_Exercise directions_.
Please identify every line in the listing below that contains the string "platform", and copy each of those lines in full. Case counts.

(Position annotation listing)
[Start]

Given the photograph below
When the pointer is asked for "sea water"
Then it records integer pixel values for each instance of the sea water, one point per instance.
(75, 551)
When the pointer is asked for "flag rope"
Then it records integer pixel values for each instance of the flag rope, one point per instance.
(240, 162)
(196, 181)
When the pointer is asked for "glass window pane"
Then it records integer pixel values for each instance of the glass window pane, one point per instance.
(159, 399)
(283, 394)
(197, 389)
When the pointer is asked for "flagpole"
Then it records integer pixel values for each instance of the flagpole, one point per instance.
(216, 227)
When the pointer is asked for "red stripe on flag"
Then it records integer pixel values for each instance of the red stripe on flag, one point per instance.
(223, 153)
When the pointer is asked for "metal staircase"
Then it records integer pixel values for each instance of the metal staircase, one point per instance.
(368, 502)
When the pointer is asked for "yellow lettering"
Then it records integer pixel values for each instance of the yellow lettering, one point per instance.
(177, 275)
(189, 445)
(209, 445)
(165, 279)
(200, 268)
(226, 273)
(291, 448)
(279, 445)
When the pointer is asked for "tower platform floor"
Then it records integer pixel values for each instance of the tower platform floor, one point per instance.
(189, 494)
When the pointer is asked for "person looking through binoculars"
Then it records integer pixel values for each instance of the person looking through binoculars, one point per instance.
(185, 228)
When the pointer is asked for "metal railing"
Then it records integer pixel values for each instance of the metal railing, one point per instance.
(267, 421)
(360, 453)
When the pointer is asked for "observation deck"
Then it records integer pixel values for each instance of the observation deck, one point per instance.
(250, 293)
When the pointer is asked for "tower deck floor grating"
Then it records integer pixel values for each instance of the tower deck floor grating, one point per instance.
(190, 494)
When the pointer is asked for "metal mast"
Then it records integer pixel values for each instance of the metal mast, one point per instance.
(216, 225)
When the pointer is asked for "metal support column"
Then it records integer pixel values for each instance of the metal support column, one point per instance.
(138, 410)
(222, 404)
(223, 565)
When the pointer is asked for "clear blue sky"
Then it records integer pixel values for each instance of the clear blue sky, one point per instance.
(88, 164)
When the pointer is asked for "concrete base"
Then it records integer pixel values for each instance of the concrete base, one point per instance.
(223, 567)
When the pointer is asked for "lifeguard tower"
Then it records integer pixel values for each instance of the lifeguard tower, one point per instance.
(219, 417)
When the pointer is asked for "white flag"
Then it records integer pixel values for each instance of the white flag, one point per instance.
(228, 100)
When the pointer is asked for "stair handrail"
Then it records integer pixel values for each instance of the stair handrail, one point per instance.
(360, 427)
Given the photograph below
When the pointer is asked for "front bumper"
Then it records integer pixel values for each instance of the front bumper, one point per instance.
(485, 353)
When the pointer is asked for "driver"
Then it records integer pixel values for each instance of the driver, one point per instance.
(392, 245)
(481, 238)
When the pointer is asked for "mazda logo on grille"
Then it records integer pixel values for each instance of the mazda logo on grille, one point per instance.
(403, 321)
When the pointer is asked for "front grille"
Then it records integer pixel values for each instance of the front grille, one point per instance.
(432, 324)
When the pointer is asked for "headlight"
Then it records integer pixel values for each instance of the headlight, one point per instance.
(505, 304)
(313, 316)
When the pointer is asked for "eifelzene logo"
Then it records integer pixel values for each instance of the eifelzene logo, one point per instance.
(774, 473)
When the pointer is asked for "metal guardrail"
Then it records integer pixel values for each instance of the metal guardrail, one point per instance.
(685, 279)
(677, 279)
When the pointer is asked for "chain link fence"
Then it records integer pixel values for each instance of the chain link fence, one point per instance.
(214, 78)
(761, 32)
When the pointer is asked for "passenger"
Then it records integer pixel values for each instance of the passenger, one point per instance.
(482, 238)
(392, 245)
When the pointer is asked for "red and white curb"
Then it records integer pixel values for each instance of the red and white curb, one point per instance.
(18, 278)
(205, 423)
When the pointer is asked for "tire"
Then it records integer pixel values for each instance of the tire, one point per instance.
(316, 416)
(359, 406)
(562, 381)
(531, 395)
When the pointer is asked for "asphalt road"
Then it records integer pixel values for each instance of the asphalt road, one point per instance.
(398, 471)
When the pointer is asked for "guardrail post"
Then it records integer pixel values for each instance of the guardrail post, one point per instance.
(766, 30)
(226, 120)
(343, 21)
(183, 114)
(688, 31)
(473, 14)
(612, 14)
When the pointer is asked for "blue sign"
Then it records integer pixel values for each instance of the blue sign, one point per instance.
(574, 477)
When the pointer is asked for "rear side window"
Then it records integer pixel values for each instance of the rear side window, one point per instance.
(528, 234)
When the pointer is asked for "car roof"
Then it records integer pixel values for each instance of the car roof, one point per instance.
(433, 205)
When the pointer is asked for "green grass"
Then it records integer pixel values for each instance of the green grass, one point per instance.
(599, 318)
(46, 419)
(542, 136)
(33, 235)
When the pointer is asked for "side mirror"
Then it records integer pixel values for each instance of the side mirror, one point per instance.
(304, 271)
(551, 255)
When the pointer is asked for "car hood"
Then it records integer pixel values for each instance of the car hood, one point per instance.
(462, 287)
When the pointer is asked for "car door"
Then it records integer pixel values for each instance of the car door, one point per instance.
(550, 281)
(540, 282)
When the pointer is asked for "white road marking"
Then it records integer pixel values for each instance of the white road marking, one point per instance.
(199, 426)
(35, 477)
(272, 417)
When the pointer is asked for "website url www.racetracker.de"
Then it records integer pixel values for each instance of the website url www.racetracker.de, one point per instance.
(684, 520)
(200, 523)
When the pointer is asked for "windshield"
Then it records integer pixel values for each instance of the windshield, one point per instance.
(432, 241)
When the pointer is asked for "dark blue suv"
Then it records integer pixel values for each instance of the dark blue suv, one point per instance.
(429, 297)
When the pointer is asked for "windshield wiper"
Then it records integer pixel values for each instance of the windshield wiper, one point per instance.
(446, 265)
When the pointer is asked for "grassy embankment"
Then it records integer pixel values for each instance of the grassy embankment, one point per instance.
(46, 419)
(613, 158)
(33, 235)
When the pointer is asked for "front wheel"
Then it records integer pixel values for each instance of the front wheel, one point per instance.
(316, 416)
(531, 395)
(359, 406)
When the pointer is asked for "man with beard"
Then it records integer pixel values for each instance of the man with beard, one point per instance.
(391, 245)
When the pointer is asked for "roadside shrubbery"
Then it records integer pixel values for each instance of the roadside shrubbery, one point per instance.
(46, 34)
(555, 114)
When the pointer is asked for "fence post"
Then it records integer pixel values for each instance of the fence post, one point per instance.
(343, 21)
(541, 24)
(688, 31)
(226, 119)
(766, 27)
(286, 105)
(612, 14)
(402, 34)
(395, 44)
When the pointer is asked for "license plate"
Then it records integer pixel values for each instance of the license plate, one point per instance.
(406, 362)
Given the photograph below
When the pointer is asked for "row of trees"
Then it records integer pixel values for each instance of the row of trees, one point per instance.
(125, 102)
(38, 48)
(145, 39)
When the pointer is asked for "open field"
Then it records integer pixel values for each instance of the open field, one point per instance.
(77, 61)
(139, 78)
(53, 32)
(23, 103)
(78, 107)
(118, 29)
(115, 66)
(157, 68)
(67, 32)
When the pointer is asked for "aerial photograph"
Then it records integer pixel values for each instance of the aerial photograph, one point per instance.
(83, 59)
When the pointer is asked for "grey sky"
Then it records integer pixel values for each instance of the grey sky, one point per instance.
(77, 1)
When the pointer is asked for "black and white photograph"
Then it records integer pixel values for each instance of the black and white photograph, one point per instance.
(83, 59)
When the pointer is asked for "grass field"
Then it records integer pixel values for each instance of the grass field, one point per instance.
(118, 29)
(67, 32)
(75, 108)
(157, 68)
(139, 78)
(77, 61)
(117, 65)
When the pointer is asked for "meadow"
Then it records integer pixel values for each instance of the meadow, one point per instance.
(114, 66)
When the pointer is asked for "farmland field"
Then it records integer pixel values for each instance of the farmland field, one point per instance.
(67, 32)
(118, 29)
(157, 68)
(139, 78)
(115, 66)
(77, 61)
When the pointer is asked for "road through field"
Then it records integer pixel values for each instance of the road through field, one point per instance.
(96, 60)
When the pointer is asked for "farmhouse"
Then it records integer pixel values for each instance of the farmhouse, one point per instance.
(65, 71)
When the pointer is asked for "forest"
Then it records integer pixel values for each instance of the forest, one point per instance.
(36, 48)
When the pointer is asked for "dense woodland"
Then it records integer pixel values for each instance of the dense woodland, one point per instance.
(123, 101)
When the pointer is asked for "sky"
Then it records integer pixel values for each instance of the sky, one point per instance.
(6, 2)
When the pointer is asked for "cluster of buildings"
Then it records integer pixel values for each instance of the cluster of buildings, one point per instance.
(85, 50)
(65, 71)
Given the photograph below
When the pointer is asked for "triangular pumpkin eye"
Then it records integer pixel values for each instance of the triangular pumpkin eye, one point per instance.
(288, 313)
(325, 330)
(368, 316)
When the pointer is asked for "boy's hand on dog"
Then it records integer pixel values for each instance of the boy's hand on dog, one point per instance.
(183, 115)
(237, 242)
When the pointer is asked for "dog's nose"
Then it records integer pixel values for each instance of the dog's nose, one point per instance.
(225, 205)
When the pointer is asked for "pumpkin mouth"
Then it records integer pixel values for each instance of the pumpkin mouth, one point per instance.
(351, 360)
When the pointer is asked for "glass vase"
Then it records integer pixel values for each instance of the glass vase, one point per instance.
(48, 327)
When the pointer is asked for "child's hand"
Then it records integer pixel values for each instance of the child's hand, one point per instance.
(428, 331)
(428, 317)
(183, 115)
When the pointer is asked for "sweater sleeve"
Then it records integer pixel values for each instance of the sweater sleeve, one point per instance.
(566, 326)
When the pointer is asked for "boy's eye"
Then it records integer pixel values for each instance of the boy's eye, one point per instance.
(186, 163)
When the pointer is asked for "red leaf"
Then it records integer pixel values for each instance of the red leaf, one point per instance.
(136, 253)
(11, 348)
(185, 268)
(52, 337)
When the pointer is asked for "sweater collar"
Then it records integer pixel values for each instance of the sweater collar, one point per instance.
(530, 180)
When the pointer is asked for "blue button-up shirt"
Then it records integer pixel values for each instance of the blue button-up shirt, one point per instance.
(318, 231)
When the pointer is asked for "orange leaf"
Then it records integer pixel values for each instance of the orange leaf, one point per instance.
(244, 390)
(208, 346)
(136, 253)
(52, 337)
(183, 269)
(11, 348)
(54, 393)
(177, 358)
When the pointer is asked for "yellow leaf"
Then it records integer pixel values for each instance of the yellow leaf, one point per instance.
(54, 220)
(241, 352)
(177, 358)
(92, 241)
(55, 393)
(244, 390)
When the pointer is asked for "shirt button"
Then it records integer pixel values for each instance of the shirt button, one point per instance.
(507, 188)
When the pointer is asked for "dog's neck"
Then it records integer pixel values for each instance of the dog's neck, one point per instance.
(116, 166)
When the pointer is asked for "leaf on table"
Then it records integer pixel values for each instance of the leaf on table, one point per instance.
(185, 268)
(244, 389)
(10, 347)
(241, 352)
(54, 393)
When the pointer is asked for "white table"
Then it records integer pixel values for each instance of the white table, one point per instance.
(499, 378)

[End]

_Solution to this exercise_.
When the pointer is asked for "tower platform floor"
Then it records integer pixel values for each instance of the tower platform floor, one point per instance.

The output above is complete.